Brief: Reproduce the material below verbatim, line for line.

Data for the task:
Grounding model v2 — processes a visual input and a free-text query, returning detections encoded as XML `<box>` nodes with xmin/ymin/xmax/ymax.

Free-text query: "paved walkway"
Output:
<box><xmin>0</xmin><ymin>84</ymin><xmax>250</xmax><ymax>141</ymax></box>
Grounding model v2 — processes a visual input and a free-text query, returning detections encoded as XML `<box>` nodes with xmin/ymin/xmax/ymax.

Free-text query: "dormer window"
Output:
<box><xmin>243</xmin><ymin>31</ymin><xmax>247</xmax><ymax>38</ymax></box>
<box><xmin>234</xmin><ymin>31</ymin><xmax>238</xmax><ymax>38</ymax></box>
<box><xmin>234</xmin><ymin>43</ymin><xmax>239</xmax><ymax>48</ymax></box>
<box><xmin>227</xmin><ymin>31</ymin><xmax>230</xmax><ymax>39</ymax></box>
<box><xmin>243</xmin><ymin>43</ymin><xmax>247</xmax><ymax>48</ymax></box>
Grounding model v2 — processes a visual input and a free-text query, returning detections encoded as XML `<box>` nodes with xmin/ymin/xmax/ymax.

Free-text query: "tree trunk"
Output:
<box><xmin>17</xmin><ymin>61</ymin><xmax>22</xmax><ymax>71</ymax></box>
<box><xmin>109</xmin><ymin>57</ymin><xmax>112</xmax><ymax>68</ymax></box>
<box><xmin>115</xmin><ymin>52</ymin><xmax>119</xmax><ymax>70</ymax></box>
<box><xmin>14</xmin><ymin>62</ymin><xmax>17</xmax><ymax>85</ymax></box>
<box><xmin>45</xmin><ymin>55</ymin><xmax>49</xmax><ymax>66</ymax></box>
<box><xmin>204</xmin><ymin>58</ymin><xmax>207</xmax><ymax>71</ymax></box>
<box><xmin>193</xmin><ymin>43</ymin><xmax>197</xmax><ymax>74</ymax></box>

Solution to the exercise:
Grounding model v2 — processes a visual input and a free-text query, returning detections encoded as XML `<box>` nodes with xmin/ymin/xmax/ymax.

Free-text query: "paved walkway"
Output:
<box><xmin>0</xmin><ymin>84</ymin><xmax>250</xmax><ymax>141</ymax></box>
Grounding model v2 — processes a visual input and a free-text query, returning detections encoded as XML `<box>` nodes with xmin/ymin/xmax/ymax.

Free-text query: "dormer window"
Output:
<box><xmin>243</xmin><ymin>31</ymin><xmax>247</xmax><ymax>38</ymax></box>
<box><xmin>234</xmin><ymin>31</ymin><xmax>238</xmax><ymax>38</ymax></box>
<box><xmin>234</xmin><ymin>43</ymin><xmax>239</xmax><ymax>48</ymax></box>
<box><xmin>227</xmin><ymin>31</ymin><xmax>230</xmax><ymax>39</ymax></box>
<box><xmin>243</xmin><ymin>43</ymin><xmax>247</xmax><ymax>48</ymax></box>
Grounding model v2 — processes a visual input and a free-text query, returning detections encoded as XML `<box>` nodes with xmin/ymin/xmax/ymax.

Free-text query: "tree trunk"
Output:
<box><xmin>17</xmin><ymin>61</ymin><xmax>22</xmax><ymax>71</ymax></box>
<box><xmin>109</xmin><ymin>57</ymin><xmax>112</xmax><ymax>68</ymax></box>
<box><xmin>115</xmin><ymin>52</ymin><xmax>119</xmax><ymax>70</ymax></box>
<box><xmin>14</xmin><ymin>62</ymin><xmax>17</xmax><ymax>85</ymax></box>
<box><xmin>45</xmin><ymin>55</ymin><xmax>49</xmax><ymax>66</ymax></box>
<box><xmin>204</xmin><ymin>58</ymin><xmax>207</xmax><ymax>71</ymax></box>
<box><xmin>193</xmin><ymin>43</ymin><xmax>197</xmax><ymax>74</ymax></box>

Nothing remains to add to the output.